Exercise task:
Reproduce verbatim the portion of the items below that opens with the line containing "fence rail matching" and closes with the line containing "pixel 371 506", including both of those lines and nothing else.

## START Record excerpts

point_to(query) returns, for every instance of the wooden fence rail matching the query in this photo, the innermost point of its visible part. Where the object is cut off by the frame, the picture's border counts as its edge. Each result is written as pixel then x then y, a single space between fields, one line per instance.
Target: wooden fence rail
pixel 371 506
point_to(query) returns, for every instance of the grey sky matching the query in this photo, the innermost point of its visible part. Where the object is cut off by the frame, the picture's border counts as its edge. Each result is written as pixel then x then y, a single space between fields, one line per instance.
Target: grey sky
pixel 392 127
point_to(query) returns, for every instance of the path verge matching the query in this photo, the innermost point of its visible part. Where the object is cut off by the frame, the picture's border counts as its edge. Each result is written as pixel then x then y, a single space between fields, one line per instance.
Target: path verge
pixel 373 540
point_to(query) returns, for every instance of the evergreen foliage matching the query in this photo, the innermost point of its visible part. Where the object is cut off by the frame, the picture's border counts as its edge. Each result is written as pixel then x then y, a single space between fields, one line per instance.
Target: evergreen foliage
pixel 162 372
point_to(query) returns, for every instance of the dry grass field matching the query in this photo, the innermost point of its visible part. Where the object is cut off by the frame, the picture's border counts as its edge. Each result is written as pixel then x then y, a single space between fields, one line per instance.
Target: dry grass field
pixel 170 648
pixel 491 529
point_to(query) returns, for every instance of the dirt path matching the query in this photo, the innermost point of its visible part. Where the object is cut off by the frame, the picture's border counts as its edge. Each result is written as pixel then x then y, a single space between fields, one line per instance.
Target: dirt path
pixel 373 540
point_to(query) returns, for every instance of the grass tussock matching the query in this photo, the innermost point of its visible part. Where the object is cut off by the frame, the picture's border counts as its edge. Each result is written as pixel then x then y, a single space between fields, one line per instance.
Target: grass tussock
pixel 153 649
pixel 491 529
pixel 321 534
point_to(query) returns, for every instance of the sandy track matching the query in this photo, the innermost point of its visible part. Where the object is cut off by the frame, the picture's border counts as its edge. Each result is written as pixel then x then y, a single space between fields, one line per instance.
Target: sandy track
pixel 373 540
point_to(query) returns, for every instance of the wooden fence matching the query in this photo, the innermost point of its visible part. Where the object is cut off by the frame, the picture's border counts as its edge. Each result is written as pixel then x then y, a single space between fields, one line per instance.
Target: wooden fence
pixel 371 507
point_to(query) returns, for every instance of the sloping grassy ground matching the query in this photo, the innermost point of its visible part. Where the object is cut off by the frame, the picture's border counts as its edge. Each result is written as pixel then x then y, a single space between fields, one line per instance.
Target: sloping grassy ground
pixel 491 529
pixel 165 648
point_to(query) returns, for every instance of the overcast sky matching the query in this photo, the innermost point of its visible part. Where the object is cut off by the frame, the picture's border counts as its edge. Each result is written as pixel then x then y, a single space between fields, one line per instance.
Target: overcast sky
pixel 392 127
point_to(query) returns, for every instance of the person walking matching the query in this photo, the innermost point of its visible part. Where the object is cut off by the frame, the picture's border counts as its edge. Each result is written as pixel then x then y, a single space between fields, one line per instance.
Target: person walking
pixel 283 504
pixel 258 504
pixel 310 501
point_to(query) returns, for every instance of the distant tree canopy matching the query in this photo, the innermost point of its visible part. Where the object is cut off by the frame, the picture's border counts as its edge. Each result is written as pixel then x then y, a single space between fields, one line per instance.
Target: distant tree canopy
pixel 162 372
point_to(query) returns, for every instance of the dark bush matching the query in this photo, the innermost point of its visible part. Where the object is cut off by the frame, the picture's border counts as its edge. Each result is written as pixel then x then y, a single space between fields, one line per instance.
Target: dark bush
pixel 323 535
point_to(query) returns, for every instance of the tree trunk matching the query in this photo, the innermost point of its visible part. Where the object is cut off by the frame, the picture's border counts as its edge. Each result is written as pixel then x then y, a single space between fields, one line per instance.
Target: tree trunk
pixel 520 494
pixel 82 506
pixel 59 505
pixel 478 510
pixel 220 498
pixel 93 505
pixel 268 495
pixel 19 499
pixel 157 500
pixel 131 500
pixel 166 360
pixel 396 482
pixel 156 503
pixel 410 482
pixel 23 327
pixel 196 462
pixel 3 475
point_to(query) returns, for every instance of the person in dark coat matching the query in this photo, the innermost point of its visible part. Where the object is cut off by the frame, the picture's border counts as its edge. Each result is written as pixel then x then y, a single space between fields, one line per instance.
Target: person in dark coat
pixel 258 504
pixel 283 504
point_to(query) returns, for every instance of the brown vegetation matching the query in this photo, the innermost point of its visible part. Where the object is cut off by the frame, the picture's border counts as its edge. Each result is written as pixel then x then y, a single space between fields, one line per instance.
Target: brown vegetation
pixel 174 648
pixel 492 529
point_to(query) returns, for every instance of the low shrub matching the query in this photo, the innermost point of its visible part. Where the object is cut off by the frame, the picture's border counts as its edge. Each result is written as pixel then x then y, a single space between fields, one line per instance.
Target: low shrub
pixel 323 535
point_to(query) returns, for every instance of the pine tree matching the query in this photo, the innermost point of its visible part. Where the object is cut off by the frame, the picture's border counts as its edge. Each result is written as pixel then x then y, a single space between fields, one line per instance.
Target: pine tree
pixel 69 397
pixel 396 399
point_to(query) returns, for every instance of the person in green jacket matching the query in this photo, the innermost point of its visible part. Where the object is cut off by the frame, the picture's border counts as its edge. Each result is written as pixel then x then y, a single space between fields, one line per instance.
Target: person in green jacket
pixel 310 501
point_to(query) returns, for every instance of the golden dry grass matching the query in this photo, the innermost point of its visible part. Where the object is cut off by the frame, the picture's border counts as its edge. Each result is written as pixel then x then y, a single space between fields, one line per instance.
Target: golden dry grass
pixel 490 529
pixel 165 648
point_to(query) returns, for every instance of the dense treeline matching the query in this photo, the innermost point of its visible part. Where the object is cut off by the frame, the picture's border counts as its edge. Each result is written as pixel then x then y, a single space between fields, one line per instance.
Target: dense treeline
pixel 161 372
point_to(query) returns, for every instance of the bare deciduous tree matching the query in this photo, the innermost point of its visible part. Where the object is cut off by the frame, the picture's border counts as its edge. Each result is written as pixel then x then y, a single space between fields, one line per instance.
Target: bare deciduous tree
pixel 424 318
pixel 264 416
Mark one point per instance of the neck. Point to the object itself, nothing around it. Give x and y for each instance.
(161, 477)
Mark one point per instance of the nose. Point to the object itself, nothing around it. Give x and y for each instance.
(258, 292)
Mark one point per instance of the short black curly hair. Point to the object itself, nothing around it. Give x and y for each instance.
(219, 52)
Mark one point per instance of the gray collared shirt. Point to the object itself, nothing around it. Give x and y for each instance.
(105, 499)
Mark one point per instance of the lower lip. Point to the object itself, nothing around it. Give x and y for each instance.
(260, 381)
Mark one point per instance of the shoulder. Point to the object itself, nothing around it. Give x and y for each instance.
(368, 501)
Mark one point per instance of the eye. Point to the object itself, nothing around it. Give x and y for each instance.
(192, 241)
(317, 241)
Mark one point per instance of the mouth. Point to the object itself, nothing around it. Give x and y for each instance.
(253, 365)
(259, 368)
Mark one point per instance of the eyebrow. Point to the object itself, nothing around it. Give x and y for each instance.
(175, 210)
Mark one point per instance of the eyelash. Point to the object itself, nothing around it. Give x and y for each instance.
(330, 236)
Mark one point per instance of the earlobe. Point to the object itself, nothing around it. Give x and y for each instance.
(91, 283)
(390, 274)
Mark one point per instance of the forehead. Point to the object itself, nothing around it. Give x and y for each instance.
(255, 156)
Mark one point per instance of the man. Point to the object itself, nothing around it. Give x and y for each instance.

## END Record excerpts
## START Record excerpts

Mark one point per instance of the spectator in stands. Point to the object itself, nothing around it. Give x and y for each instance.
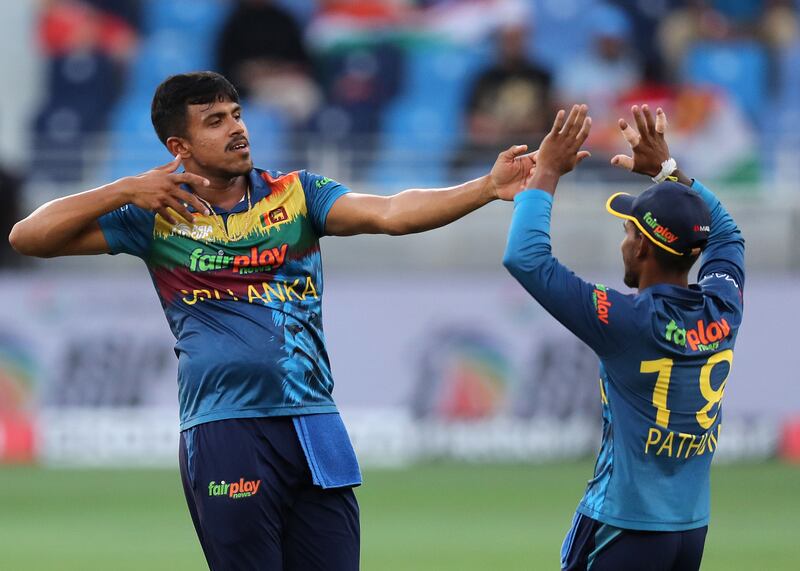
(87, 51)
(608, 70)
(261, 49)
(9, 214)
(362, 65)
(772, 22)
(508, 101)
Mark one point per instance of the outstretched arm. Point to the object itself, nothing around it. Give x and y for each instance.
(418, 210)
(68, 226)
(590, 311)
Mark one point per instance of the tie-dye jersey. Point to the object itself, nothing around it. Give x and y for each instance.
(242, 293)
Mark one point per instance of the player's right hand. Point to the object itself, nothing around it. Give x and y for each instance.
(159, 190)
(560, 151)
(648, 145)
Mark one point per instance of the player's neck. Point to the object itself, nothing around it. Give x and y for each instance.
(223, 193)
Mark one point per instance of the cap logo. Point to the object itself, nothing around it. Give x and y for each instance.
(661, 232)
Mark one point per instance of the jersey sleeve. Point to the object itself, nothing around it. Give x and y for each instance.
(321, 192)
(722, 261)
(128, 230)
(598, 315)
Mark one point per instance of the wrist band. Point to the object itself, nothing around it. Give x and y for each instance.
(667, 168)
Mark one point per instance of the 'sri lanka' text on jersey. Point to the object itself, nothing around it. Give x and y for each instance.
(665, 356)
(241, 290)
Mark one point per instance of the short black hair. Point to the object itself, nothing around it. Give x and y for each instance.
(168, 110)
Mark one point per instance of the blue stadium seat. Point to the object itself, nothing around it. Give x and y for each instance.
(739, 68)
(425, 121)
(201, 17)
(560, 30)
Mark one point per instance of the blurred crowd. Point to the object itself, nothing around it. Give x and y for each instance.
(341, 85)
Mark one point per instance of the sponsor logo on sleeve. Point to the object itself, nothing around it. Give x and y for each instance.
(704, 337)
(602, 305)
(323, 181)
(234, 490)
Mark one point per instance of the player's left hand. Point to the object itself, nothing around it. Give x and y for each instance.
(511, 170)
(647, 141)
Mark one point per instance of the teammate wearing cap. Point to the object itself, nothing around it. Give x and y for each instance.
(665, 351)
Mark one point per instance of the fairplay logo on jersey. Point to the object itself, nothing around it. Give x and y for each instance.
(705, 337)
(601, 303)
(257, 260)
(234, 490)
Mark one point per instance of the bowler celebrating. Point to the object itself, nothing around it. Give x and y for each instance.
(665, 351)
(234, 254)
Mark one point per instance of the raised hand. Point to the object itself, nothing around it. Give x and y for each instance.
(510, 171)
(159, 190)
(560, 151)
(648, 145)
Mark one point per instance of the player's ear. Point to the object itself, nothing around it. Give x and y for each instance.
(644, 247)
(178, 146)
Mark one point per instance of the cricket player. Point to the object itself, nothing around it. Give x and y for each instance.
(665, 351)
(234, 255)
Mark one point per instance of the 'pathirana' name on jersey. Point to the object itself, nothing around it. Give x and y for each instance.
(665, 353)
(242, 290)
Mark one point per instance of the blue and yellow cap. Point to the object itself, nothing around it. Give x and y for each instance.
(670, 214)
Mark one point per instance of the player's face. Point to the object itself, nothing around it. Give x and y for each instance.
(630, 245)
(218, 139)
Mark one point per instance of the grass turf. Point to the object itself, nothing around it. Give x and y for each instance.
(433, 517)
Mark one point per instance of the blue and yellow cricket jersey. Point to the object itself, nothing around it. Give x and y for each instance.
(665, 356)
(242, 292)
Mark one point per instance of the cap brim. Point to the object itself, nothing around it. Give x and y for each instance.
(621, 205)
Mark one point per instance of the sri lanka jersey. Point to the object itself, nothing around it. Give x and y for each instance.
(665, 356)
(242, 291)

## END Record excerpts
## START Record excerpts

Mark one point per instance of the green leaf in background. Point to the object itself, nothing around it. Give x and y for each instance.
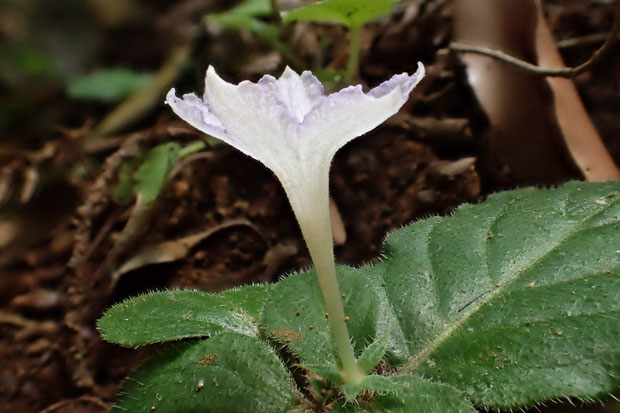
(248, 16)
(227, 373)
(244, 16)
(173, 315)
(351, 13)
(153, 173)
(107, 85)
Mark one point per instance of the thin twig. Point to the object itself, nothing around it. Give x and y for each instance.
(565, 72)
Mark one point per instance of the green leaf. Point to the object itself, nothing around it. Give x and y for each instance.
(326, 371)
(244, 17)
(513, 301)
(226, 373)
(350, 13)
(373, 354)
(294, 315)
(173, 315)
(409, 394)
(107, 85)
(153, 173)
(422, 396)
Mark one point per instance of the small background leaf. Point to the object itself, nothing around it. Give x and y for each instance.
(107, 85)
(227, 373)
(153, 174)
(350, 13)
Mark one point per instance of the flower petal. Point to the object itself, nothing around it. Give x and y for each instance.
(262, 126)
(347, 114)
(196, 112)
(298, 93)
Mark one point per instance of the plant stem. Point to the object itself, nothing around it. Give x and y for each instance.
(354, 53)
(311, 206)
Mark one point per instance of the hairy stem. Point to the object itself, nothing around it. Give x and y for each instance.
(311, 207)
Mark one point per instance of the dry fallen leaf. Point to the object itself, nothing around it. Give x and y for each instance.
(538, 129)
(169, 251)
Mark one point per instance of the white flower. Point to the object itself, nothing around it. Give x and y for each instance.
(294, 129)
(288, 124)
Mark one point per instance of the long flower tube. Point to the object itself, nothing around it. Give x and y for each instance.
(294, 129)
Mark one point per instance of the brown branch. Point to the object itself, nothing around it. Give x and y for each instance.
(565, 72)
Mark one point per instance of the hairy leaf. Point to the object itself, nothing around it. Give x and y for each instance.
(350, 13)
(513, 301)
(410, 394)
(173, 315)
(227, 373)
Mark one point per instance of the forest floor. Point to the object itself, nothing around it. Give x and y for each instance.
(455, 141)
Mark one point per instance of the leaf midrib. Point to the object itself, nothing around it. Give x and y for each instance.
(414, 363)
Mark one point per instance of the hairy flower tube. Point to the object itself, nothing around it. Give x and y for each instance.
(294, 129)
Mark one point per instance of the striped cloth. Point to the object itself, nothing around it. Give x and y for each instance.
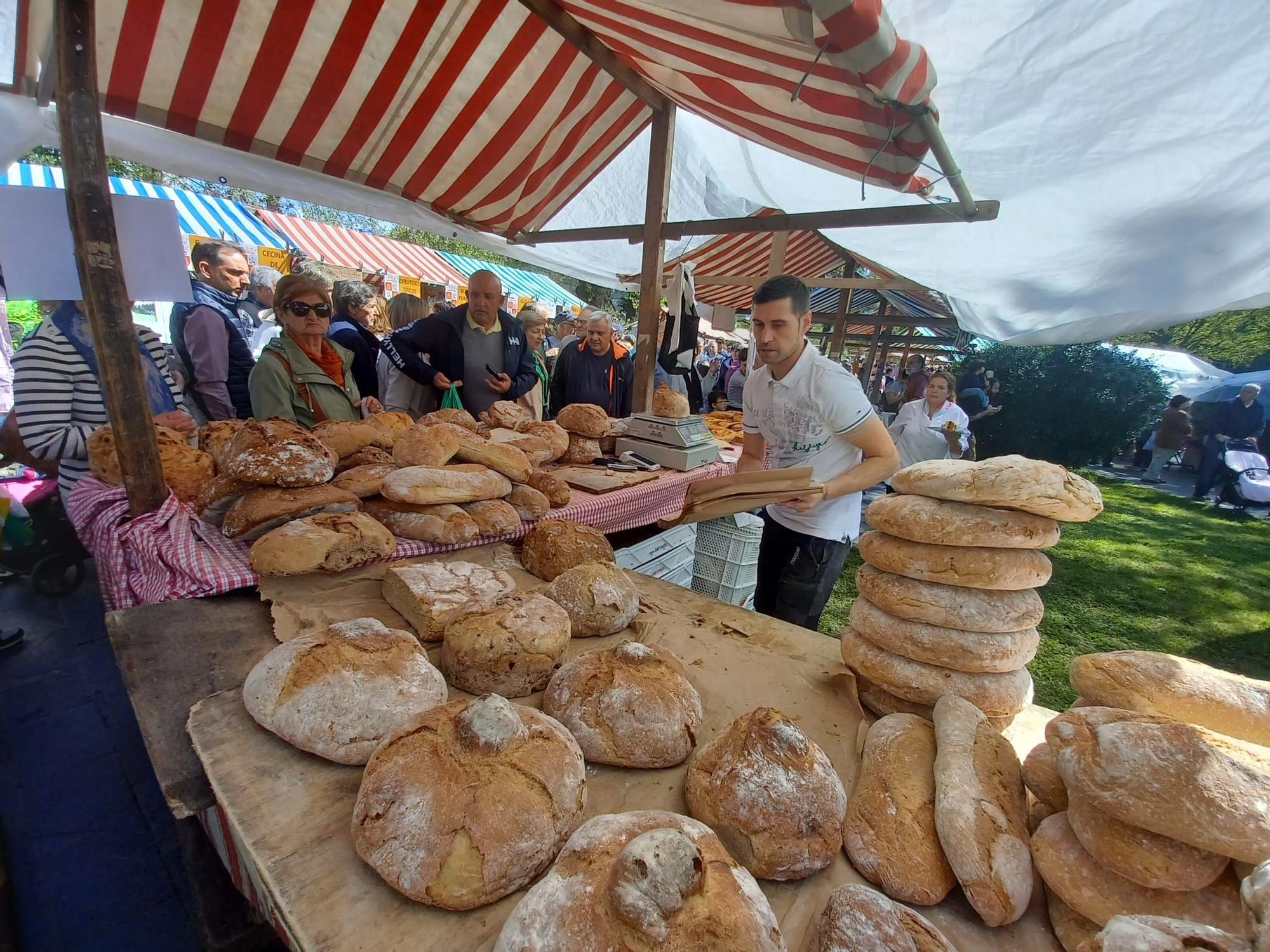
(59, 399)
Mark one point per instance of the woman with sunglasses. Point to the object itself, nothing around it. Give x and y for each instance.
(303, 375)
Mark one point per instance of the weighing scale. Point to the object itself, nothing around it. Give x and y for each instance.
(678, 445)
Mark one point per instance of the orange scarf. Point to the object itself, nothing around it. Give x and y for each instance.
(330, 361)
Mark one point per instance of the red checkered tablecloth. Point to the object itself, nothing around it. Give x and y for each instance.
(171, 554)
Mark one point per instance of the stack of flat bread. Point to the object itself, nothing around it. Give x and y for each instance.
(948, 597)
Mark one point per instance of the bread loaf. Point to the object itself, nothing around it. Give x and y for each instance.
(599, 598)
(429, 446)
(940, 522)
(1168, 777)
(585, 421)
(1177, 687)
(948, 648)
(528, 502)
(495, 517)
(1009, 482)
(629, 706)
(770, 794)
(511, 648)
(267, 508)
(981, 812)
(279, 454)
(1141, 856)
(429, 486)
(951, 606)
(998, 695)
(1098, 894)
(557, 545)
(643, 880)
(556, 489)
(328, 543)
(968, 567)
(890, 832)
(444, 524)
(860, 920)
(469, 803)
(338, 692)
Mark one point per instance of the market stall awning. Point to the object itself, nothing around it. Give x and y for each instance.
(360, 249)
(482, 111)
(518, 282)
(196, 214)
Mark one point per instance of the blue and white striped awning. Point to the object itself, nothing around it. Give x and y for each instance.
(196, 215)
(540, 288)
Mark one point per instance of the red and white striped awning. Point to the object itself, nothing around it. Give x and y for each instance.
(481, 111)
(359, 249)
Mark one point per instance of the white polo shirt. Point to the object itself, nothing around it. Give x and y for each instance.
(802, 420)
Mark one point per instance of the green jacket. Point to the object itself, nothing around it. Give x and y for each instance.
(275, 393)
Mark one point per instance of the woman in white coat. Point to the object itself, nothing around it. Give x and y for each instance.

## END Record excerpts

Exercise solution:
point_to(query) returns, for every instance of the wooden fence rail matching the query in this photo, the innermost point of its visible part. Where the object is cut off by the frame, the picture's border counts as its edge. Each result is written as pixel then x then y, a single space between fields, one line per instance.
Target: wooden fence rail
pixel 371 506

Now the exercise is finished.